##### Recorded information #####

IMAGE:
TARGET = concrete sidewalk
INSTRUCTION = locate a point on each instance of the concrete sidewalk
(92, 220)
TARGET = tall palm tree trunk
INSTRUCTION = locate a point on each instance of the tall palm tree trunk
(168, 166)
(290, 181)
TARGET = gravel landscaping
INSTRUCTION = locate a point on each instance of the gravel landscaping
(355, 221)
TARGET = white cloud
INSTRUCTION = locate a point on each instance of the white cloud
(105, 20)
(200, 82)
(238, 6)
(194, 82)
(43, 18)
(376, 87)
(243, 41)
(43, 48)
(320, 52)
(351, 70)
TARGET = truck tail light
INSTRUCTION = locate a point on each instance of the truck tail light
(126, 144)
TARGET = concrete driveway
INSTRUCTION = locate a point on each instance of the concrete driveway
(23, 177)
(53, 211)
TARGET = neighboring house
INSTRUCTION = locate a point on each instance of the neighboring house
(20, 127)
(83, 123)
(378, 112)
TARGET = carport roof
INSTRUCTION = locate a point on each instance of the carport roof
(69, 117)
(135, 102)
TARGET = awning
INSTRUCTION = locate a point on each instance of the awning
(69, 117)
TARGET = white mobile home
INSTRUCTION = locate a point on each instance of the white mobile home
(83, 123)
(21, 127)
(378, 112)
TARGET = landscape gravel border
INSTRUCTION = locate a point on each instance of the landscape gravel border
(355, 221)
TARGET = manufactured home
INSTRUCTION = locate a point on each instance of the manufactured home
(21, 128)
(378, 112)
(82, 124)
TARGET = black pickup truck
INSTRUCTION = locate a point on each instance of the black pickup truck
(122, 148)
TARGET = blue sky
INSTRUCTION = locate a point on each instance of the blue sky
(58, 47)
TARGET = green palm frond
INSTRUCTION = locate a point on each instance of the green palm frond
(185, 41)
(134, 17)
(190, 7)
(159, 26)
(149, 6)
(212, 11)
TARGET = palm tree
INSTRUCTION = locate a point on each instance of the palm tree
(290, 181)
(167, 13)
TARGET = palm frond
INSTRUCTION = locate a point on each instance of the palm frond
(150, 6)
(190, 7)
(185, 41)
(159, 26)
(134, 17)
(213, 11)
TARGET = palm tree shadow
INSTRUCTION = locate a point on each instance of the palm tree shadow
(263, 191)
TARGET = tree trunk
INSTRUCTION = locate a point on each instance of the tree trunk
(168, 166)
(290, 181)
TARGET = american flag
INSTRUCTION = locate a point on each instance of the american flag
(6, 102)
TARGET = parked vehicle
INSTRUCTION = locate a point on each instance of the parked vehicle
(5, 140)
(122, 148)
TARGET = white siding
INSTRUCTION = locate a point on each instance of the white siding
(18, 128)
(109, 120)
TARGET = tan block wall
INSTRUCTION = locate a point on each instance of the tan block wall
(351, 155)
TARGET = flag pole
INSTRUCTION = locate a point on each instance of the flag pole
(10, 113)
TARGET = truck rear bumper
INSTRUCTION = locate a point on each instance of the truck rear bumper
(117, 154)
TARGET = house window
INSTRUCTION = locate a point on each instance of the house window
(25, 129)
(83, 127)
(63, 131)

#####
##### Recorded information #####

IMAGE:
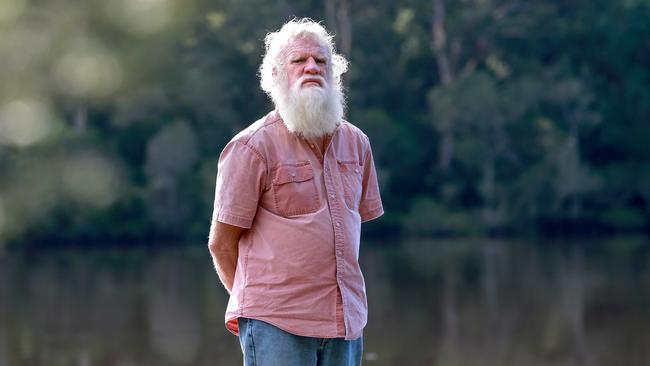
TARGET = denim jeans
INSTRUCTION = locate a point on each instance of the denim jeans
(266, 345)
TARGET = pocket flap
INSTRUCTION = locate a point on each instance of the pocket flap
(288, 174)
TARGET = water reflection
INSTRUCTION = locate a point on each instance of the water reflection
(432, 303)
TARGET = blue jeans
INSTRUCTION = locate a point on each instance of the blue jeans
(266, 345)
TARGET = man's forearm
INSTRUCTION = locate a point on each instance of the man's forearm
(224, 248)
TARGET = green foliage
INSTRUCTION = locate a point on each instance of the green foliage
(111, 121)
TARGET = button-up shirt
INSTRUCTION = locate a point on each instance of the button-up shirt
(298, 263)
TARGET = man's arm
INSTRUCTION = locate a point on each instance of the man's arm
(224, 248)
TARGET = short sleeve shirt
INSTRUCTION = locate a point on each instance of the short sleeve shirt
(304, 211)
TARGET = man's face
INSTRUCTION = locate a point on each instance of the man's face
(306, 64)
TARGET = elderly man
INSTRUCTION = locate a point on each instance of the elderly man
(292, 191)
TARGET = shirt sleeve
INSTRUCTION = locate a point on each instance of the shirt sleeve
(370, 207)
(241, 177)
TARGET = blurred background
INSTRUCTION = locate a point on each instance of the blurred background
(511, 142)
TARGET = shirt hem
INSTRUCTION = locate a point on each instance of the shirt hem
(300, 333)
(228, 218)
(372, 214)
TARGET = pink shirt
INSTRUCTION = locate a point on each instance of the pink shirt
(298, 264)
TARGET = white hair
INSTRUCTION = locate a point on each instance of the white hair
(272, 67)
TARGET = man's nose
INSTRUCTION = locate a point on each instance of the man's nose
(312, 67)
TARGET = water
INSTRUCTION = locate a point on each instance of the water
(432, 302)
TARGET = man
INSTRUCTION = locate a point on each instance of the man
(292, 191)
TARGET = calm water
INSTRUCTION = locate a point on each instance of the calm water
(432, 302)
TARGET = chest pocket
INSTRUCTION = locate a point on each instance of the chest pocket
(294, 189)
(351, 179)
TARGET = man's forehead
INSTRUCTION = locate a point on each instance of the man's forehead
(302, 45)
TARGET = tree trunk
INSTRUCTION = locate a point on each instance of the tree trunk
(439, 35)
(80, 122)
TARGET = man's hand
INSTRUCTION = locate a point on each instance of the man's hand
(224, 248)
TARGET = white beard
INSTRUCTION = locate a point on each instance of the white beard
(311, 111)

#####
##### Recorded information #####

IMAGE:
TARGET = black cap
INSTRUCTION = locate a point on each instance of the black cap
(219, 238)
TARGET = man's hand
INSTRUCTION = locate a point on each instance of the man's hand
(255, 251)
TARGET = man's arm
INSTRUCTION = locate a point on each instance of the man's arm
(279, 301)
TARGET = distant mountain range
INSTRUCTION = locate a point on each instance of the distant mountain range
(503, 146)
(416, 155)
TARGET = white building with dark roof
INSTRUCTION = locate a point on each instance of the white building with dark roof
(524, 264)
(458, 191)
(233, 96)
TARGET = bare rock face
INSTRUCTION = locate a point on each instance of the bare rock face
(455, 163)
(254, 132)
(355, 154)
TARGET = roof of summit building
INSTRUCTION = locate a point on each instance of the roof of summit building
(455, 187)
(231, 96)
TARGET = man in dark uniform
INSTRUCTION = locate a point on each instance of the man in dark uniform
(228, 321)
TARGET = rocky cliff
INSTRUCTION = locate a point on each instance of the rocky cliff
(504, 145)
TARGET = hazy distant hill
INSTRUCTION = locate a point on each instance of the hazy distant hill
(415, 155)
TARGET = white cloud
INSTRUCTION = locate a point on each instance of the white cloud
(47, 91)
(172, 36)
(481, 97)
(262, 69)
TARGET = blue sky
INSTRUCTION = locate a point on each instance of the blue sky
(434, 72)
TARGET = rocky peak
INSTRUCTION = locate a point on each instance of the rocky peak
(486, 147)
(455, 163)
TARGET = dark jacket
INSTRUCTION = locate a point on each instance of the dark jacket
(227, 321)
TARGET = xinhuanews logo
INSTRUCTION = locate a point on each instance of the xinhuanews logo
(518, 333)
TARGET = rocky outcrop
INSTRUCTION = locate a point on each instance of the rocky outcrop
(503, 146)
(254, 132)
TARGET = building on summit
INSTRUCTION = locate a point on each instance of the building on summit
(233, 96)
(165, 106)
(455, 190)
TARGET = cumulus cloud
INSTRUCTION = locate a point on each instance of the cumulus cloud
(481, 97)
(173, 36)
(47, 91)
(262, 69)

#####

Gather every line of the material that contains the string "cumulus".

- [Exercise answer]:
TARGET = cumulus cloud
INSTRUCTION = locate a point on each instance of the cumulus cloud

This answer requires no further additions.